* _WHAT IS REQUIRED_: Recast all of the entries below as a numbered list, omitting any blank lines.

[START OF THE RECORDS]

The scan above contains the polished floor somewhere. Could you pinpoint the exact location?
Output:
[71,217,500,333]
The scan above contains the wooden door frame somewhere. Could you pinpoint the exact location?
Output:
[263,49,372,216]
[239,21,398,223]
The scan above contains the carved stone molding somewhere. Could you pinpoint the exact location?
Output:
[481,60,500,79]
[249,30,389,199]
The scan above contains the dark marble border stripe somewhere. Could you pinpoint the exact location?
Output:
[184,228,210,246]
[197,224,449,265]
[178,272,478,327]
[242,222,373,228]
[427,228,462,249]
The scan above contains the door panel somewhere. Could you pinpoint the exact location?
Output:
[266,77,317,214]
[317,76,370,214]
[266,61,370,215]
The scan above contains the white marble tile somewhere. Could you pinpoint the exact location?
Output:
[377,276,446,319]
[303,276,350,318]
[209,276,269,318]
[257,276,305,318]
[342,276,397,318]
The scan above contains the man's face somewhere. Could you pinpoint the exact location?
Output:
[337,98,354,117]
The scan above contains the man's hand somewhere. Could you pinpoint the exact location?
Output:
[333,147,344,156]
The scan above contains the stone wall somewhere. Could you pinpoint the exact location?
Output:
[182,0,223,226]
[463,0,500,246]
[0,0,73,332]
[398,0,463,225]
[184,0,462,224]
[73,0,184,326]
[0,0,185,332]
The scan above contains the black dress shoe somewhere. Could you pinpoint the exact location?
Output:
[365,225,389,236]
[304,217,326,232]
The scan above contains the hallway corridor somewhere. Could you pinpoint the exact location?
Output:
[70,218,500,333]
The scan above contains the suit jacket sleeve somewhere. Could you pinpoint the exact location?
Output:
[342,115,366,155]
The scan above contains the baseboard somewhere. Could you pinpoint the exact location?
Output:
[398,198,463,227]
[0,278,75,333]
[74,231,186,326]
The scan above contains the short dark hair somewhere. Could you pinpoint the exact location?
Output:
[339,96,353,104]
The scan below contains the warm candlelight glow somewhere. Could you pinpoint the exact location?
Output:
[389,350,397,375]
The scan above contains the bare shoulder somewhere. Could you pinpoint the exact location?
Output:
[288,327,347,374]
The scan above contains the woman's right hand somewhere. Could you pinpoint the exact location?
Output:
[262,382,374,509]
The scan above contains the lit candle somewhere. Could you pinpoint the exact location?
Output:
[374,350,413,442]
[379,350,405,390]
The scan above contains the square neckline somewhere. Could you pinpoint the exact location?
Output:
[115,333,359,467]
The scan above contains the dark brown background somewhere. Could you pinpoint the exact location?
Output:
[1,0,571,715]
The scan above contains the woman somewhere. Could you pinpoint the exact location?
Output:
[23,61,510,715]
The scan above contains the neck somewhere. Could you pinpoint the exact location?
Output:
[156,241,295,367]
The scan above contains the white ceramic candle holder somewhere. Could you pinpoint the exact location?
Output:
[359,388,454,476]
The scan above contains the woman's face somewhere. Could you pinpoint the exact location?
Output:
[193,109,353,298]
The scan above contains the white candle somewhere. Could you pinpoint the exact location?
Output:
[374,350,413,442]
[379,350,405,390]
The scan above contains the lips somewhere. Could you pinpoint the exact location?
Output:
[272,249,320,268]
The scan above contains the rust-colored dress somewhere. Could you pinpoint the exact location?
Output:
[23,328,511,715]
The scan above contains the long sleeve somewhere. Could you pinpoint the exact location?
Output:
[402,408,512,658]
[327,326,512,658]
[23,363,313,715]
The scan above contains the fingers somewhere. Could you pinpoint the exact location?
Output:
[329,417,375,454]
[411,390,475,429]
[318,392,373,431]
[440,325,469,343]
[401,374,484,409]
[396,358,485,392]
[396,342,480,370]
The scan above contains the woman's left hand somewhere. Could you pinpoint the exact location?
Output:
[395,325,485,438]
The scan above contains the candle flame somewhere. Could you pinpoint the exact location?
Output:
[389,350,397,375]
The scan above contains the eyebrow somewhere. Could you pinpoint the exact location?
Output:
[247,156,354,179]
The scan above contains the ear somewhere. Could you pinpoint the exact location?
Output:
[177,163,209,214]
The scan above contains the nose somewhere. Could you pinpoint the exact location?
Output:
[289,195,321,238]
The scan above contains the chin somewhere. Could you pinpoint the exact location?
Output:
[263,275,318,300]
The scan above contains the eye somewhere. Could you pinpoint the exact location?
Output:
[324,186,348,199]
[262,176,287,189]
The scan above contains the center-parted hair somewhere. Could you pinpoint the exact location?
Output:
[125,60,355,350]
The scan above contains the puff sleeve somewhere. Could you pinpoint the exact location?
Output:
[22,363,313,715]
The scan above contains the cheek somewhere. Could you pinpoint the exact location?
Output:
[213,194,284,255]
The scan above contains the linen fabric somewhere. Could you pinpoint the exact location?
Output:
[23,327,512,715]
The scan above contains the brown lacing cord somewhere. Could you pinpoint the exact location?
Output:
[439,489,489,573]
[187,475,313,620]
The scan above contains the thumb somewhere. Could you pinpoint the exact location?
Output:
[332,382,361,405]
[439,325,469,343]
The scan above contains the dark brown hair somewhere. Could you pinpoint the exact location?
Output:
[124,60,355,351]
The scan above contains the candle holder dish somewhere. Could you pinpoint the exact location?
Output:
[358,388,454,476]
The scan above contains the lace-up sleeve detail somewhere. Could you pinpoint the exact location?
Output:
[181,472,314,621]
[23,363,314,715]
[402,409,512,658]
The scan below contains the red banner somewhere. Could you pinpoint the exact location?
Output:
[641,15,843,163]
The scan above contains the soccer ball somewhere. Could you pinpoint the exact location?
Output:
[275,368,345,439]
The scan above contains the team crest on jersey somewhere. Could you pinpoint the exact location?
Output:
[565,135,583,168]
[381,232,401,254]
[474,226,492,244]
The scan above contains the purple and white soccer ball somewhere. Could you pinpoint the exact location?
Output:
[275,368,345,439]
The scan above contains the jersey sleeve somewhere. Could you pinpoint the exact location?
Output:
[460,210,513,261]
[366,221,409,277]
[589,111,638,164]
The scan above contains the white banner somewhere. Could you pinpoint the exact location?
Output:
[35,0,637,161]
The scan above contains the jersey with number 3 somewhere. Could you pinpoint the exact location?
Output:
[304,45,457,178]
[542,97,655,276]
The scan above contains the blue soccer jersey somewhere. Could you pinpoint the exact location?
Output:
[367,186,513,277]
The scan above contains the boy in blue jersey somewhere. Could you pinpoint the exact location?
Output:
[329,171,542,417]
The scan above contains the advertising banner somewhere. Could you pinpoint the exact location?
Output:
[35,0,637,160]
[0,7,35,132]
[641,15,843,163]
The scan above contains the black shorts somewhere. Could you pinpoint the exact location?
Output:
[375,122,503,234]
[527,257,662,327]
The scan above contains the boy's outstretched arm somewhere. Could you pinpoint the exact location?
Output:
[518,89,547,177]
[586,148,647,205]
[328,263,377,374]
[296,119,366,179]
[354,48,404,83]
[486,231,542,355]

[END OF THE RECORDS]

* _REPLY_:
1. The scan above contains the polished floor somewhere. Could you pinpoint the exact location?
2. Output:
3. [71,217,500,333]
4. The scan above contains the wooden door frame somewhere. Could you pinpoint the exact location?
5. Output:
6. [263,49,372,216]
7. [239,21,398,223]
8. The scan above contains the carved stone molding somewhere. Could you pinpoint the exact location?
9. Output:
10. [481,60,500,79]
11. [249,30,389,199]
12. The scan above contains the dark marble border stripe somewhere. Could you pinpoint the exact location?
13. Output:
14. [184,228,210,246]
15. [197,224,449,265]
16. [178,272,478,327]
17. [242,222,373,228]
18. [427,228,462,249]
19. The scan above contains the door panel somewhere. Could you pinpoint the exact location?
20. Output:
21. [266,77,317,214]
22. [317,76,370,214]
23. [266,61,370,215]
24. The scan above contains the white marble tile somewhere. Could you pinpoint the exact location?
25. Output:
26. [377,276,446,319]
27. [303,276,350,318]
28. [209,276,269,318]
29. [257,276,305,318]
30. [342,276,397,318]
31. The scan above contains the man's face somewhere. Could you pinpoint the exact location?
32. Output:
33. [337,98,354,117]
34. The scan above contains the man's hand somewhere. Could you pinpoint the exact location?
35. Output:
36. [333,147,344,156]
37. The scan above contains the stone wall somewhere. Could you pinpoint the exact location?
38. Output:
39. [182,0,223,226]
40. [463,0,500,246]
41. [0,0,73,332]
42. [398,0,463,225]
43. [184,0,462,224]
44. [73,0,184,326]
45. [0,0,185,332]
46. The scan above contains the black dress shoe somewhere. Could you pinpoint the exact location?
47. Output:
48. [365,225,389,236]
49. [304,217,326,232]
50. The scan above contains the hallway corridor somewhere. Could you pinpoint the exact location?
51. Output:
52. [70,218,500,333]
53. The scan above contains the suit jacket sleeve somewhere. Could you pinpoint the exact location?
54. Output:
55. [342,115,366,155]
56. The scan above contains the baseboard somewhere. Could you pinpoint the exact location?
57. Output:
58. [398,198,463,227]
59. [0,278,75,333]
60. [74,231,186,326]
61. The scan above contains the short dark hair somewhere. Could you pinpoint the exact location?
62. Output:
63. [339,96,353,104]
64. The scan below contains the warm candlelight glow somewhere. Could you pinpoint the exact location?
65. Output:
66. [389,350,397,375]
67. The scan above contains the bare shoulder somewhere. Could you pinpoint the exact location?
68. Output:
69. [288,327,347,374]
70. The scan above contains the woman's right hand somewhere. Could you pinpoint the exact location?
71. Output:
72. [262,382,374,509]
73. The scan above contains the lit candle somewhere. Could you pinpoint the exact location?
74. Output:
75. [374,350,413,442]
76. [379,350,405,390]
77. The scan above contains the square neckline somewhere. Could you pinpoint the exact location?
78. Output:
79. [115,333,359,467]
80. The scan above contains the dark brown background somewhere. Could you pinpoint the exact location?
81. Output:
82. [1,0,571,715]
83. The scan above contains the woman somewhere. Could you pinpoint the exact location?
84. Output:
85. [23,61,510,715]
86. The scan above contains the neck somewhere. Could you pinpoint the exact location?
87. Output:
88. [156,241,295,367]
89. The scan above contains the white ceramic candle holder somewhere. Could you pinpoint the exact location?
90. Output:
91. [359,388,454,476]
92. The scan above contains the woman's face somewhere. Could you pinpoint the exact location?
93. Output:
94. [193,109,353,298]
95. The scan above contains the white candle somewhere. Could you pinpoint the exact location?
96. Output:
97. [374,350,413,442]
98. [379,350,405,390]
99. The scan above contains the lips somewhere. Could you pinpoint the exact location?
100. Output:
101. [272,249,320,268]
102. The scan above contains the rust-colored dress somewhere. Could you pinpoint the exact location?
103. Output:
104. [23,328,511,715]
105. The scan above contains the long sleeve somewhere. Could you pinpoint the exact location?
106. Output:
107. [402,408,512,658]
108. [327,326,512,658]
109. [23,363,313,715]
110. The scan above contains the fingers somewhere. Could you pinpoint the exact location?
111. Output:
112. [329,417,375,454]
113. [411,390,475,429]
114. [318,392,373,431]
115. [440,325,469,343]
116. [401,374,484,409]
117. [396,358,485,392]
118. [396,342,480,370]
119. The scan above contains the woman's left hand somewhere. Could you pinpoint the exact location?
120. Output:
121. [395,325,485,438]
122. The scan above contains the candle flame somewhere. Could you pinpoint the exact location?
123. Output:
124. [389,350,397,375]
125. The scan above contains the eyebrow somewhere. Could you pinpoint the exact location?
126. Output:
127. [247,156,354,179]
128. The scan above contains the ear somewhere. Could you pinpoint the exact location?
129. Output:
130. [177,163,209,214]
131. The scan above contains the nose somewhere. Could you pinpoint the exact location?
132. Output:
133. [289,195,321,238]
134. The scan above contains the chin somewhere. Could you pinpoint the exact location?
135. Output:
136. [263,275,318,300]
137. The scan above contains the eye somewhere. Could you pinpoint the exact location?
138. Output:
139. [324,186,348,199]
140. [262,176,287,189]
141. The scan above contains the center-parted hair somewhere. Could you pinpoint the exact location?
142. Output:
143. [125,60,355,350]
144. The scan above contains the puff sleeve somewhere. Could you pinpoint the exact location?
145. Output:
146. [22,363,313,715]
147. The scan above contains the cheek somewhere. Could you pinpoint the exact location?
148. Output:
149. [213,194,284,255]
150. The scan above contains the linen fabric somewhere. Could you pinpoint the exact location?
151. Output:
152. [23,327,512,715]
153. The scan above contains the brown lacing cord somewhere. Could you pinpoint the exact location?
154. Output:
155. [439,489,489,573]
156. [187,475,313,620]
157. The scan above contains the thumb somewhere. Could you pinpoint the exact location?
158. Output:
159. [332,382,361,405]
160. [439,325,469,343]
161. The scan above contains the dark brown hair somewhere. Could you pinpoint the exact location?
162. Output:
163. [124,60,355,351]
164. The scan above contains the candle holder dish somewhere. Could you pinpoint the exact location?
165. Output:
166. [358,388,454,476]
167. The scan above contains the lace-up sleeve detail somewhere. Could you pinpoint the exact location?
168. Output:
169. [181,472,314,621]
170. [23,363,314,715]
171. [402,409,512,658]
172. The scan below contains the red banner somewhere. Could you pinpoint the exact location?
173. Output:
174. [641,15,843,163]
175. The scan above contains the soccer ball somewhere. Could you pinpoint the exact location?
176. Output:
177. [275,368,345,439]
178. The scan above contains the team crest on jersey somewhere. Could you pinpoint the exact location?
179. Output:
180. [565,135,583,168]
181. [381,232,401,254]
182. [474,226,492,244]
183. The scan above contains the purple and white soccer ball somewhere. Could you pinpoint the exact location?
184. Output:
185. [275,368,345,439]
186. The scan above contains the jersey sleeve somewhere. Could you pinpoint the exact location?
187. Output:
188. [460,210,513,261]
189. [366,221,409,277]
190. [589,111,638,164]
191. The scan above contains the white banner somewhere. Could you pinpoint the exact location?
192. Output:
193. [35,0,637,161]
194. The scan above contains the jersey with number 3 somewhere. Could you pinpoint the exact location?
195. Output:
196. [304,45,457,178]
197. [542,97,655,276]
198. The scan above contains the blue soccer jersey somewhere. Could you pinpoint the exact location?
199. Output:
200. [367,186,513,277]
201. The scan above contains the boy in blue jersey somewhere. Could you pinpoint the exact location?
202. Output:
203. [329,171,542,417]
204. The scan above contains the advertising banner somewhere. Could you pinpoint the exact location?
205. Output:
206. [35,0,637,160]
207. [0,7,35,132]
208. [641,15,843,163]
209. The scan above contains the black shorts somewhere. Could you pinpoint the exact location?
210. Output:
211. [375,122,503,234]
212. [527,257,662,327]
213. The scan above contains the boy's outstretched arm somewhere. Could you pinpoint the exact location?
214. Output:
215. [518,89,547,177]
216. [586,148,647,205]
217. [328,263,377,374]
218. [296,119,366,179]
219. [354,48,404,83]
220. [486,231,542,355]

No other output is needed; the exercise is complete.